> _TEKS_
Dr. Tauhid Nur Azhar, SKed, MKes, BoH Neuronesia Community

Refleksi soal Gempa, Mari Kita Sinergikan Potensi Berbasis Teknologi

Rabu, 23/11/2022 05:44 WIB
Ilustrasi Gempa. (UGM).

Ilustrasi Gempa. (UGM).

Jakarta, law-justice.co - Musibah yang menimpa saudara-saudara kita di kabupaten Cianjur pada tanggal 21 November 2022 telah mengguncang rasa kemanusiaan kita semua.

Lewat tengah hari gempa tektonik yang berepisentrum di koordinat 107,05 BT dan 6,84 LS, dengan jarak sekitar 9,65 km barat daya dari kota Cianjur atau 16,8 km timur laut kota Sukabumi, dengan magnitudo M5,6 pada kedalaman 10 km, mengguncang wilayah dalam radius terdampak, hingga menimbulkan kerusakan infrastruktur yang diikuti dengan timbulnya korban jiwa dan korban cedera.

Semoga saudara-saudara kita yang terdampak disana dikaruniai kekuatan, kesabaran, dan keikhlasan di dalam menghadapi ujian berat yang tengah dijalani.

Dan semoga kita semua dapat turut serta berpartisipasi aktif, peduli, dan tergerak untuk menolong saudara-saudara kita di sana, melalui berbagai cara sesuai dengan kemampuan dan kapasitas kita.

Manusia dan alam memang memiliki hubungan simbiotik yang unik. Alam menjadi sumber hidup, habitat, ekosistem, dan bahkan dalam berbagai pendekatan digambarkan bahwa spesies manusia sendiri adalah bagian dari proses penciptaan alam yang berkesinambungan.

Untuk mengoptimasi kualitas hidupnya, manusia yang dikaruniai otak dan kecerdasan prokreasi terus mengembangkan berbagai pola adaptasi yang tumbuh menjadi sistem kearifan yang bijak hingga hubungan antara alam dengan populasi manusia dapat setimbang dan memberikan efek mutualistik optimal.

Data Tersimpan
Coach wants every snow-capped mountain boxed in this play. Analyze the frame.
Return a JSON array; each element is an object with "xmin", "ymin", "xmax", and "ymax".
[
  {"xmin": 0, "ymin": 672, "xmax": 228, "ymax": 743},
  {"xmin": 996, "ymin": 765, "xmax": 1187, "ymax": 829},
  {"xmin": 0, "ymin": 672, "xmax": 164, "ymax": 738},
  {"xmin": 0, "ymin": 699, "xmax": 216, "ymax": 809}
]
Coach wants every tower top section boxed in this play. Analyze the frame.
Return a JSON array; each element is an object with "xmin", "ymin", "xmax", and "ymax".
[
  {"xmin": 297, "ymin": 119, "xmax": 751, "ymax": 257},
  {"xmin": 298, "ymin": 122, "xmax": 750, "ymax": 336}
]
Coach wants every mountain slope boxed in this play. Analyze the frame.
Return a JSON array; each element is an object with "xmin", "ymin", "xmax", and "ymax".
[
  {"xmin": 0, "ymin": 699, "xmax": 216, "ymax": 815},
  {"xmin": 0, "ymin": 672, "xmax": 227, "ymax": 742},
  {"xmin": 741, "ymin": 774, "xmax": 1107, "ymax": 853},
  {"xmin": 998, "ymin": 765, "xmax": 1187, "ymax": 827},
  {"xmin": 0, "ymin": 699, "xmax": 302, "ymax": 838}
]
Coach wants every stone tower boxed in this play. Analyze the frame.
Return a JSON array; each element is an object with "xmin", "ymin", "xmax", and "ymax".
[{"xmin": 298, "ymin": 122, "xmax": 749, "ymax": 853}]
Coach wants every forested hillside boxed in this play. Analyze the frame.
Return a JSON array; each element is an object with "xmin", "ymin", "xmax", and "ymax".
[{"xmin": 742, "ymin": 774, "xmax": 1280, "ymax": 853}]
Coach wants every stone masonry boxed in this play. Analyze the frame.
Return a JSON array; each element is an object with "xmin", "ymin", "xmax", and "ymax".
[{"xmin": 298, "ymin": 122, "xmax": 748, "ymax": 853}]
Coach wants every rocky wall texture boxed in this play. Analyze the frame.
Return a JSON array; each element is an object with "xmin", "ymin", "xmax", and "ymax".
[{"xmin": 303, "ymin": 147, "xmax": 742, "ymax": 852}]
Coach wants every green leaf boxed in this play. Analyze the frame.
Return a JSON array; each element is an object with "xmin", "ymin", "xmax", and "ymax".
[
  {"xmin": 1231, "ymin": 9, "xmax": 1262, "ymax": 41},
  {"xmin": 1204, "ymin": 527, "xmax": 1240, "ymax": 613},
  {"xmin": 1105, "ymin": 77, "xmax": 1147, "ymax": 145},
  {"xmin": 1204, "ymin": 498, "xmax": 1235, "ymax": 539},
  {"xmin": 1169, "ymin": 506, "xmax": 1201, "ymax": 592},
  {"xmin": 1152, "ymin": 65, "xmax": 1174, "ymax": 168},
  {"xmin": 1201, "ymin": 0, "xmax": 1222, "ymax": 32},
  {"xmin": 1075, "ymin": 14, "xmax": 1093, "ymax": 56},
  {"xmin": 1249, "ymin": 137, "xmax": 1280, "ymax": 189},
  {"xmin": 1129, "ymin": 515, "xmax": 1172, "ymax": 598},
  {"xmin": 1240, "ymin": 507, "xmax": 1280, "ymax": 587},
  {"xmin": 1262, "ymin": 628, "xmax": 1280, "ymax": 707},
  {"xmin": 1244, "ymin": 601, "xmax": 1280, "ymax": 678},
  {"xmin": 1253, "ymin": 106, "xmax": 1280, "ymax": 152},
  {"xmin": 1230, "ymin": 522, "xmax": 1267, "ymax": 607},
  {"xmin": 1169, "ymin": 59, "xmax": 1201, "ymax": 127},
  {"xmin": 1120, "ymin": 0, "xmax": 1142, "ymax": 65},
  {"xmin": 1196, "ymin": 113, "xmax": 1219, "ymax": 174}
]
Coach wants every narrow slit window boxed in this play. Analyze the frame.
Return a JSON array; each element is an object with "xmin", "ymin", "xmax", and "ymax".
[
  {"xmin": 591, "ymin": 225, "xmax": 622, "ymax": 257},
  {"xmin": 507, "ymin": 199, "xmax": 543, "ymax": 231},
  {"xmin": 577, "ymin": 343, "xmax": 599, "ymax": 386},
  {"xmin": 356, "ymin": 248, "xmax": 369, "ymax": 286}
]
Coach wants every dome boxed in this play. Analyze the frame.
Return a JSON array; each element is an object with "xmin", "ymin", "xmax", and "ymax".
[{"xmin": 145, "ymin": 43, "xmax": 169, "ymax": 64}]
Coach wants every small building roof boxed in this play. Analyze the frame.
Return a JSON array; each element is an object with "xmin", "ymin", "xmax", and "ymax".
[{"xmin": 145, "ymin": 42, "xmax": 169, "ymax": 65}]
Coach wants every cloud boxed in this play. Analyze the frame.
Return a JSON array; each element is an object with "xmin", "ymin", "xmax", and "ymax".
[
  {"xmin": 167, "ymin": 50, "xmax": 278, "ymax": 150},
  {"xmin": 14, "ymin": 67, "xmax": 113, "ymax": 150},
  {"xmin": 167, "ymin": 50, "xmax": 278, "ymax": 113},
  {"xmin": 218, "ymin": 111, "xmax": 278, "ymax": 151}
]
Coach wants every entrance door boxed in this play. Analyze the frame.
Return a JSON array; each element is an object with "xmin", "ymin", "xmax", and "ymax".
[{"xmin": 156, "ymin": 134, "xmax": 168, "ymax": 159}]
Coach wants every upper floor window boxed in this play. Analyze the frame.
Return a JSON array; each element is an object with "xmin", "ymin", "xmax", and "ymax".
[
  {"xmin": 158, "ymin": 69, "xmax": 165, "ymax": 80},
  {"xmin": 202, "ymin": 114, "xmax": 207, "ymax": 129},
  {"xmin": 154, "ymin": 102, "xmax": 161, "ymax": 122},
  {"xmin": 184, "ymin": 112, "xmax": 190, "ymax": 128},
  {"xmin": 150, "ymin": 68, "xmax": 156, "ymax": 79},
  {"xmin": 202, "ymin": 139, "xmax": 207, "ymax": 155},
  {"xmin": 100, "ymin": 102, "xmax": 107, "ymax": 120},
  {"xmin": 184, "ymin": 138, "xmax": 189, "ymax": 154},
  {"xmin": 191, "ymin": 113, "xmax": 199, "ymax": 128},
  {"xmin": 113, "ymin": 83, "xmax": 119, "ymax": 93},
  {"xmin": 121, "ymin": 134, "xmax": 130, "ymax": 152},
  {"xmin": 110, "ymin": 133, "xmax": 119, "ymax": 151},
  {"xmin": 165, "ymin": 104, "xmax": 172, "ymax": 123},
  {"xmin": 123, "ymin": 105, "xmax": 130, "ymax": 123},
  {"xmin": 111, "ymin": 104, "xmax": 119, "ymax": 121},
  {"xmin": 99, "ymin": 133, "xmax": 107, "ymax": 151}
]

> _PETUNJUK KERJA_
Kutiplah dari teks tentang gempa Cianjur di atas seluruh bagian mulai "Semoga saudara-saudara kita" terus ke bawah hingga "efek mutualistik optimal.", kata demi kata tanpa perubahan.

> _HASIL PENGERJAAN_
Semoga saudara-saudara kita yang terdampak disana dikaruniai kekuatan, kesabaran, dan keikhlasan di dalam menghadapi ujian berat yang tengah dijalani.

Dan semoga kita semua dapat turut serta berpartisipasi aktif, peduli, dan tergerak untuk menolong saudara-saudara kita di sana, melalui berbagai cara sesuai dengan kemampuan dan kapasitas kita.

Manusia dan alam memang memiliki hubungan simbiotik yang unik. Alam menjadi sumber hidup, habitat, ekosistem, dan bahkan dalam berbagai pendekatan digambarkan bahwa spesies manusia sendiri adalah bagian dari proses penciptaan alam yang berkesinambungan.

Untuk mengoptimasi kualitas hidupnya, manusia yang dikaruniai otak dan kecerdasan prokreasi terus mengembangkan berbagai pola adaptasi yang tumbuh menjadi sistem kearifan yang bijak hingga hubungan antara alam dengan populasi manusia dapat setimbang dan memberikan efek mutualistik optimal.